STUDY TEXT ::

*Read this in other languages: Slovene
This repository contains an application that alleviates the process of verifying the compliance of the speech audio recordings with the predefined requirements including the matching of the spoken text with the reference text, suitability of the initial and final silence lengths and adequacy of the speech volume.
The code is written in Python 3. Required libraries can be installed by pip install -r requirements.txt
.
The app can be started by executing python audio_validation.py
. A graphical user interface is displayed that enables to enter the input parameters, such as the path to the directory with WAV audio recordings, the path to the XLSX text file with the reference text, the operating mode (manual / automatic / semi-automatic), and the employed transcription engine (Google, Azure, FRI). After entering the input parameters the validation procedure is started by pressing the "Run" button. It is recommended to select the semi-automatic mode with the word error rate threshold set to WER = 0, which allows to manually check all recordings that have not passed the automatic check of compliance with the referece text.
The first step of the validation process is to check the correctness of the format (channel: mono, sampling frequency: 44.1 kHz, file extension: WAV, subtype: PCM_16). This step is always performed automatically regardless of the operating mode selection.
In the second step the compliance with the reference text is verified. For this purpose there is a frame in the lower left part of the graphical user interface where the reference text is displayed and, if (semi)automatic mode is selected, also automatically recognized text, including the value of the computed WER similarity metric between the reference and the recognized text. In manual mode and in the case of the WER below the predefined threshold in semiautomatic mode, the audio is played, thus allowing a manual assessment of the matching between the spoken text and the reference text. Eifferences between the reference and the automatically recognized text are color coded to help the manual assessment. The audio recording is approved/rejected by pressing the appropriate button, and in case of rejection, a pop-up window opens, which allows to enter the reason of rejection. Beforehand, a "Note" button can also be clicked, where a separate comments can be entered. Rejection descriptions and notes are stored in dedicated cells in the output XLSX file. By pressing the "Repeat" button, the recording is played again.
In the last step, the initial/final silence lengths and the audio volume are checked. In the frame in the middle of the GUI, three graphs (audio amplitude, spectrogram and audio volume) are drawn in manual and semi-automatic mode, which help to assess the suitability of silence lengths and the audio volume. Automatic estimates of silent sections are color coded on the displayed graphs. The lengths of initial and final silence should be between 0.5 s and 1.0 s (white colored background on the graphs), while the audio volume should be above -20 dBFS. The recording is approved or rejected by pressing the suitable key.
The xlsx2txt.py script generates a TXT file with a list of rejected WAVs from the input XLSX file. The output TXT file can be used in conjunction with the rsync command when copying approved recordings (--exclude-from) or rejected recordings (--files-from).
The check_val.py script checks if the numbers of recordings (#approved = #source - #rejected) match in the local and remote directories.
The remove_corrected.py script removes the corrected recordings from the XLSX list of rejected recordings.

Saved entries ::

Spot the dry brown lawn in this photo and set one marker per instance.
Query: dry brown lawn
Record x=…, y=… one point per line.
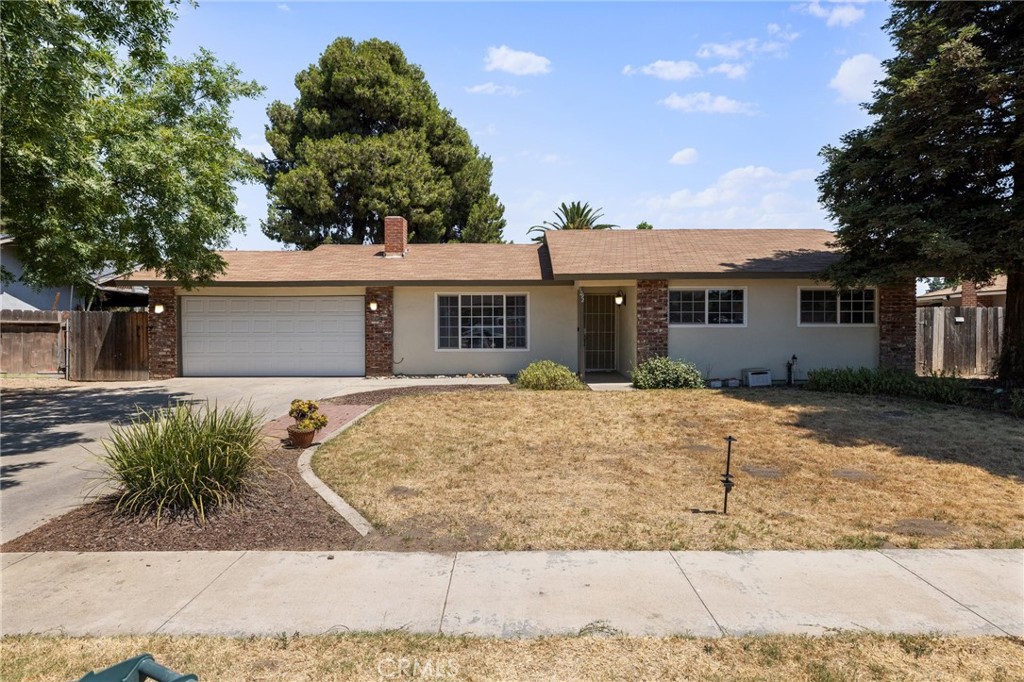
x=526, y=470
x=793, y=658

YOUR INSTRUCTIONS :: Duplicate the passage of the audio validation text above, between "The check_val.py script" and "of rejected recordings.", inclusive.

EXERCISE SOLUTION ::
The check_val.py script checks if the numbers of recordings (#approved = #source - #rejected) match in the local and remote directories.
The remove_corrected.py script removes the corrected recordings from the XLSX list of rejected recordings.